● **Reading passage**:
►

Baltimore City Council
File #: 09-0149R    Version: 0 Name: Honoring Baltimore City’s Historically Black Colleges and Universities in Celebration of 2009 National Historically Black Colleges and Universities Week
Type: City Council Resolution Status: Adopted
File created: 9/14/2009 In control: City Council
On agenda: Final action: 9/14/2009
Enactment #:
Title: Honoring Baltimore City’s Historically Black Colleges and Universities in Celebration of 2009 National Historically Black Colleges and Universities Week FOR the purpose of joining the President, the United States Congress, and the U.S. Department of Education in acknowledging the significant contributions that Historically Black Colleges and Universities have made to the nation and expressing appreciation and pride in the contributions that Baltimore City’s Coppin State University and Morgan State University have made to our children, our City, our State, and our nation.
Sponsors: Stephanie President Rawlings-Blake, Sharon Green Middleton, William H. Cole, IV, Bill Henry, Nicholas C. D'Adamo, Robert Curran, James B. Kraft, Warren Branch, Helen L. Holton, President Young, Edward Reisinger, Rochelle Spector, Agnes Welch, Mary Pat Clarke, Belinda Conaway
Indexes: Resolution
Attachments: 1. 09-0149R - 1st Reader.pdf

* WARNING: THIS IS AN UNOFFICIAL, INTRODUCTORY COPY OF THE BILL.

THE OFFICIAL COPY CONSIDERED BY THE CITY COUNCIL IS THE FIRST READER COPY.

                     INTRODUCTORY*

 

                     CITY OF BALTIMORE

                     COUNCIL BILL           R

                     (Resolution)

                                                                                                                                                           

Introduced by: President Rawlings-Blake

                                                                                                                                                            

                     A RESOLUTION ENTITLED

 

A COUNCIL RESOLUTION concerning

title

Honoring Baltimore City’s Historically Black Colleges and Universities in Celebration of 2009 National Historically Black Colleges and Universities Week

 

FOR the purpose of joining the President, the United States Congress, and the U.S. Department of Education in acknowledging the significant contributions that Historically Black Colleges and Universities have made to the nation and expressing appreciation and pride in the contributions that Baltimore City’s Coppin State University and Morgan State University have made to our children, our City, our State, and our nation.

◄

● **Set exercise 1**: Reproduce the passage of the resolution record starting with "THE OFFICIAL COPY" and going on through "(Resolution)".
● **Set exercise 2**: According to the purpose statement in the resolution record, which parties does the City Council join in acknowledging the contributions of Historically Black Colleges and Universities? List every one.
● **Set exercise 3**: Translate this sentence from the resolution record into Spanish: "THE OFFICIAL COPY CONSIDERED BY THE CITY COUNCIL IS THE FIRST READER COPY."

[Detection examples]
►

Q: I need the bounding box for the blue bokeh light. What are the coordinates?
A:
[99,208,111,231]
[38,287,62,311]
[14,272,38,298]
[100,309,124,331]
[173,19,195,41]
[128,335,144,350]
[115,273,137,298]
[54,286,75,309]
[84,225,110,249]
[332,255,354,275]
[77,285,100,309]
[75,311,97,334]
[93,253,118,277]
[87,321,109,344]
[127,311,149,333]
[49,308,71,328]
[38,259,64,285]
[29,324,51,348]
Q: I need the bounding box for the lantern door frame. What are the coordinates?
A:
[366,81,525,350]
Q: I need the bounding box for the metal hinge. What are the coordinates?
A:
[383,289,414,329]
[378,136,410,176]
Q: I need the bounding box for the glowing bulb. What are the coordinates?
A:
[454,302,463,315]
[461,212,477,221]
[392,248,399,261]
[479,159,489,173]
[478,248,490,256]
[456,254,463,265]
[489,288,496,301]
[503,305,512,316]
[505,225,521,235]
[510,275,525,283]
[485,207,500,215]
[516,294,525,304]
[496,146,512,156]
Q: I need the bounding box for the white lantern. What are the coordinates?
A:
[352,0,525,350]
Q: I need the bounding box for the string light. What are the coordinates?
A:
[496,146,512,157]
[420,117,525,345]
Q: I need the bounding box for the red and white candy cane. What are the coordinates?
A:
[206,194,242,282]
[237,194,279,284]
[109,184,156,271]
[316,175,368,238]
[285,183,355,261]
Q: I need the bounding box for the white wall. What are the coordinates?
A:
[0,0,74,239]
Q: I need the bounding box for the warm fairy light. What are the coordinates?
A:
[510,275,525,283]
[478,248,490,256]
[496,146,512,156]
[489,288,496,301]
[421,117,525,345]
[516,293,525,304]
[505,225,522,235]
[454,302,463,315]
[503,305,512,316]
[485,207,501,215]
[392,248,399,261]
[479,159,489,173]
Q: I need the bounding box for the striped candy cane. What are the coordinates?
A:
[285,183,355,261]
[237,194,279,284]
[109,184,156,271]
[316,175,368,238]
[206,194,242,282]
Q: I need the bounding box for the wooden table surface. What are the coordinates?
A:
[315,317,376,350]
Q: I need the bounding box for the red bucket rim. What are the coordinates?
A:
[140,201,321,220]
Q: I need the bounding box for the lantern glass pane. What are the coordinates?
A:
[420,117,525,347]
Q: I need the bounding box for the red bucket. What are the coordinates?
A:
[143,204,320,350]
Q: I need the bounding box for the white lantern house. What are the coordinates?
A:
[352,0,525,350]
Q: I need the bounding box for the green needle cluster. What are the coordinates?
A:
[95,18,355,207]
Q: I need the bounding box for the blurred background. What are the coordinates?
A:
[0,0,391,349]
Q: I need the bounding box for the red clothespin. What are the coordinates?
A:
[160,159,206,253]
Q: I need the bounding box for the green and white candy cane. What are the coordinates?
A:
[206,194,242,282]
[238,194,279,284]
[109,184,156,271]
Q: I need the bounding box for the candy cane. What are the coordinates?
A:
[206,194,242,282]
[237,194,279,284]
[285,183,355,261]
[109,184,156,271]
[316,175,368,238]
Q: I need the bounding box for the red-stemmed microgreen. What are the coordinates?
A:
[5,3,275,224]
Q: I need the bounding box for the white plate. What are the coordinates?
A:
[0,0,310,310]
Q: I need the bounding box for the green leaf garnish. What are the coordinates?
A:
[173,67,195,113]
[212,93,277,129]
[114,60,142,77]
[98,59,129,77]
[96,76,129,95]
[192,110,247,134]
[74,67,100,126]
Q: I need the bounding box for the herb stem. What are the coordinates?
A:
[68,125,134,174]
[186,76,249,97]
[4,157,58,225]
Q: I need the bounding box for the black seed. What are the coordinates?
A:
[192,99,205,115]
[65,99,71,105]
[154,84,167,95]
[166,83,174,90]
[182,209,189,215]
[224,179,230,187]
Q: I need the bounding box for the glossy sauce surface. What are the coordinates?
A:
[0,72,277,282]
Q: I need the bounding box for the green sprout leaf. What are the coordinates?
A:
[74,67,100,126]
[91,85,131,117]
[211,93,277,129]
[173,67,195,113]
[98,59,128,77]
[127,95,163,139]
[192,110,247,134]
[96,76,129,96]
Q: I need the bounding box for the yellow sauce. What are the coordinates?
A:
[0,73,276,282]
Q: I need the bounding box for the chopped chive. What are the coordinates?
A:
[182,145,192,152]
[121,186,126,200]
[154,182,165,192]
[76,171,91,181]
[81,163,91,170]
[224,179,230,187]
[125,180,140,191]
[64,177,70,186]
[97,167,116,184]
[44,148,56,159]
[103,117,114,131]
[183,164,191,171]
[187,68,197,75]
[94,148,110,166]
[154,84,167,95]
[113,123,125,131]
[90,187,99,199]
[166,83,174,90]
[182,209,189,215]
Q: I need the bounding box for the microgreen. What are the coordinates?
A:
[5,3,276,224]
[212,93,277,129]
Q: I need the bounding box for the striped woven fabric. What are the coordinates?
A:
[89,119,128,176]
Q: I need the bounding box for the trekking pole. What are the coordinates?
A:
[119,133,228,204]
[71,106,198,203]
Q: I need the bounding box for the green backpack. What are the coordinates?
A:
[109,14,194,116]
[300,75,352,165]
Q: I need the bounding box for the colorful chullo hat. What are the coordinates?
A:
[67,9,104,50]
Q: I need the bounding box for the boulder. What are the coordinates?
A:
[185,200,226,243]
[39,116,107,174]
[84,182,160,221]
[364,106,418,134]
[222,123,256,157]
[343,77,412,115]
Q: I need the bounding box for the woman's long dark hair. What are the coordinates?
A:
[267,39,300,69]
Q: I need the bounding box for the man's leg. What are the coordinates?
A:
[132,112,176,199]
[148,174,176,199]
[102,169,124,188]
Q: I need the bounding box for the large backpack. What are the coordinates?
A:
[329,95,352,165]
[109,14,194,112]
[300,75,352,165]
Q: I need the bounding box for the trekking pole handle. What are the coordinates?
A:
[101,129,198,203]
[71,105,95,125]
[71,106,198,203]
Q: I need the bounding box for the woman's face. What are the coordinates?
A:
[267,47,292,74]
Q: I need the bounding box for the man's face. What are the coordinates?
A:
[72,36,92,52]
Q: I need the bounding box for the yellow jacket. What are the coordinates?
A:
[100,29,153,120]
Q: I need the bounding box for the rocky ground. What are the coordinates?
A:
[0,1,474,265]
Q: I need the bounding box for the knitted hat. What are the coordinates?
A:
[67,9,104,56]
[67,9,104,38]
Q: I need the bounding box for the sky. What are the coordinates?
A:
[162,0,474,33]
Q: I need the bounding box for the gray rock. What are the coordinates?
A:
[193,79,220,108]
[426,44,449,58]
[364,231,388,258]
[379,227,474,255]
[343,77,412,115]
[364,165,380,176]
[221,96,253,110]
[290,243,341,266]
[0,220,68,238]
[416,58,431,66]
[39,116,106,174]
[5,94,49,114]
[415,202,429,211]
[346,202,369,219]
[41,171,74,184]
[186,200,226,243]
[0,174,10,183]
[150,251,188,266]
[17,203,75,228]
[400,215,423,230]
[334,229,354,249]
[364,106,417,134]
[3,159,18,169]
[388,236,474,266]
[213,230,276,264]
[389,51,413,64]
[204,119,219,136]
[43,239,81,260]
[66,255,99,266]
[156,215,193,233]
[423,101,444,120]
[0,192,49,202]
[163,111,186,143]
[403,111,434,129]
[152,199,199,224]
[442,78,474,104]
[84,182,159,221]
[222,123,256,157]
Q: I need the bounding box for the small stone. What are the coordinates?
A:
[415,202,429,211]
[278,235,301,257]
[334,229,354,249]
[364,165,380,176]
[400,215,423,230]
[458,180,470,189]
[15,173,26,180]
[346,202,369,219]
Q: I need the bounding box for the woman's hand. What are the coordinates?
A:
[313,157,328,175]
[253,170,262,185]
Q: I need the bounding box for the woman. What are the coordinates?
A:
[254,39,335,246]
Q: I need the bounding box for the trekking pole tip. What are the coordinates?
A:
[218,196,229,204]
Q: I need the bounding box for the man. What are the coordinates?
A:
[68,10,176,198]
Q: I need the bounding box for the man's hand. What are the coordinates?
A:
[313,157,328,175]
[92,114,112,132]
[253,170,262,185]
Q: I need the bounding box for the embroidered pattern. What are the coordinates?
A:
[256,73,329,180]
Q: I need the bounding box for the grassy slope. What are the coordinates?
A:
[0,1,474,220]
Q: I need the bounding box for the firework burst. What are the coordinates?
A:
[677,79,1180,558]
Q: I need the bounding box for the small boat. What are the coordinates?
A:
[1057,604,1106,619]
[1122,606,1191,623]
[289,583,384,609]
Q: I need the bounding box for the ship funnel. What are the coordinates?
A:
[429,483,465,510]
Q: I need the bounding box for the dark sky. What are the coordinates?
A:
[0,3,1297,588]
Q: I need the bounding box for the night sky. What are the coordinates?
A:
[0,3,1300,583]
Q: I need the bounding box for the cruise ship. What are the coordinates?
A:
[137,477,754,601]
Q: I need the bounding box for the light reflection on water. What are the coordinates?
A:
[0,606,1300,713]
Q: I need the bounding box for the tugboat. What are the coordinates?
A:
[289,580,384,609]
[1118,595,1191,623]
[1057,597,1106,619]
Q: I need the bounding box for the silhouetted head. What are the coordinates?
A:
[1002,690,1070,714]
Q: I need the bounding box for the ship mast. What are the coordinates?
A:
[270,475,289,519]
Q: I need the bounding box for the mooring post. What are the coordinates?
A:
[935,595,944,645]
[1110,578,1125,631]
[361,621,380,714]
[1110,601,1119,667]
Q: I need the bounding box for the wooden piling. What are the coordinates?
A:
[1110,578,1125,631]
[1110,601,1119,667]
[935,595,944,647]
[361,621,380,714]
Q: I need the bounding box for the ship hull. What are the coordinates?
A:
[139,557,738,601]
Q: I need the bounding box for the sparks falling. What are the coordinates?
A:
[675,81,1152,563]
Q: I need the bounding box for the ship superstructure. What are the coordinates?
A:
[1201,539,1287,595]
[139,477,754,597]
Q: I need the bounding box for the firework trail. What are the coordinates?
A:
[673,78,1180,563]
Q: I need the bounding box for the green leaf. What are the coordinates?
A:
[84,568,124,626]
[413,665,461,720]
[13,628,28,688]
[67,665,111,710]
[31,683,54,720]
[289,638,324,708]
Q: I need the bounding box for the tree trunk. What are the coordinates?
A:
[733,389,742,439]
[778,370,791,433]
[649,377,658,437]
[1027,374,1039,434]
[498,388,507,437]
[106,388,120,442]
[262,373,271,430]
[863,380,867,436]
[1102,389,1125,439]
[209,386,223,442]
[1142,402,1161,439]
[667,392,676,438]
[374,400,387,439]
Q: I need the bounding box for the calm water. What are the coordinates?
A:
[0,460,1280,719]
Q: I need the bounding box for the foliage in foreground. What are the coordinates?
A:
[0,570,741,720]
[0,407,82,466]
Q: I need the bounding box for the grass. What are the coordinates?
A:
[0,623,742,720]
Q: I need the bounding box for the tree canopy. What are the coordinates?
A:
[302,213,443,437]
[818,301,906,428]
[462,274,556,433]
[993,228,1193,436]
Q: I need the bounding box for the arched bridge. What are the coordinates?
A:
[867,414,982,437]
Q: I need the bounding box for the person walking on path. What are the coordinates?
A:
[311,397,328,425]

◄

● **Exercise output 1**:
THE OFFICIAL COPY CONSIDERED BY THE CITY COUNCIL IS THE FIRST READER COPY.

                     INTRODUCTORY*

 

                     CITY OF BALTIMORE

                     COUNCIL BILL           R

                     (Resolution)

● **Exercise output 2**:
- the President
- the United States Congress
- the U.S. Department of Education

● **Exercise output 3**: LA COPIA OFICIAL EXAMINADA POR EL CONSEJO MUNICIPAL ES LA COPIA DE PRIMERA LECTURA.